(Records held in a dataset)
★ ★ ★ ★

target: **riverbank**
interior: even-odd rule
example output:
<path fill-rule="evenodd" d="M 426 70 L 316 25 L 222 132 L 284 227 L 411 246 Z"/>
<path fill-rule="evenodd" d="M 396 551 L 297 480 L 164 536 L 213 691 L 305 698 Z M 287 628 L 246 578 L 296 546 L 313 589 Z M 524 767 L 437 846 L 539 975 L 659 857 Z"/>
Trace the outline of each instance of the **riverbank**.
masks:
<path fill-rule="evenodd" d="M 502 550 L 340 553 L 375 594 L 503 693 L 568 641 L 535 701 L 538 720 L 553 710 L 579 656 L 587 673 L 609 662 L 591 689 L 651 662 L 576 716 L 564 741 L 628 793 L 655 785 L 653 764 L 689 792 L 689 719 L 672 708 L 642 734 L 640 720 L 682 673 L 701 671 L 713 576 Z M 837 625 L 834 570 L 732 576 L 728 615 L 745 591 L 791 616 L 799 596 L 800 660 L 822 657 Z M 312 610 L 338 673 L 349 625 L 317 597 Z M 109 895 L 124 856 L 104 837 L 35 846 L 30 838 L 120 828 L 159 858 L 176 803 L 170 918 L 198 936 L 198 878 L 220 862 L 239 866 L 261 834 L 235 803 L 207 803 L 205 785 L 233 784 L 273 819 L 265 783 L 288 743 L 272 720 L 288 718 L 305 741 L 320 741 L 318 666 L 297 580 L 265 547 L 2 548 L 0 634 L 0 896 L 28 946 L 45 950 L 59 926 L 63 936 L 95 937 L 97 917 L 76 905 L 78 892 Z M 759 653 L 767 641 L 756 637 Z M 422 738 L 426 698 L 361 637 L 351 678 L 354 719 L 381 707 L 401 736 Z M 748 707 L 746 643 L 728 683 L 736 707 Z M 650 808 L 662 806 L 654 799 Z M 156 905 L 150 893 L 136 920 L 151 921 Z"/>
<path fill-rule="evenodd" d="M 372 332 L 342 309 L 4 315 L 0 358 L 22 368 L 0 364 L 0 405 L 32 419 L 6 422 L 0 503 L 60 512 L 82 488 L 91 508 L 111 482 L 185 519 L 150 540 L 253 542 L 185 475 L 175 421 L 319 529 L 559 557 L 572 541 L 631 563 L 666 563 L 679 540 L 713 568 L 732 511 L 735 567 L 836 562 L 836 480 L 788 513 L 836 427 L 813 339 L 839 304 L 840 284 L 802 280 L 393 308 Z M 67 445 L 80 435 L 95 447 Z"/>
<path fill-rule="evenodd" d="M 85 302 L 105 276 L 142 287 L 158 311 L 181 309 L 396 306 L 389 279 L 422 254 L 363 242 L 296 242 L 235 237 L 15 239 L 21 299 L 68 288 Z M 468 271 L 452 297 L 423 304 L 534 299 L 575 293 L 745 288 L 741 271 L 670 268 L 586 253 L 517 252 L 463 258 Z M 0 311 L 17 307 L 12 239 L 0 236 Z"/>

★ ★ ★ ★

▶ Problem to work on
Reproduce, without any change, the lines of the records that run from the start through the line containing "426 70 L 316", including that line.

▶ Answer to this exercise
target: **riverbank**
interior: even-odd rule
example output:
<path fill-rule="evenodd" d="M 426 70 L 316 25 L 222 132 L 284 227 L 411 246 Z"/>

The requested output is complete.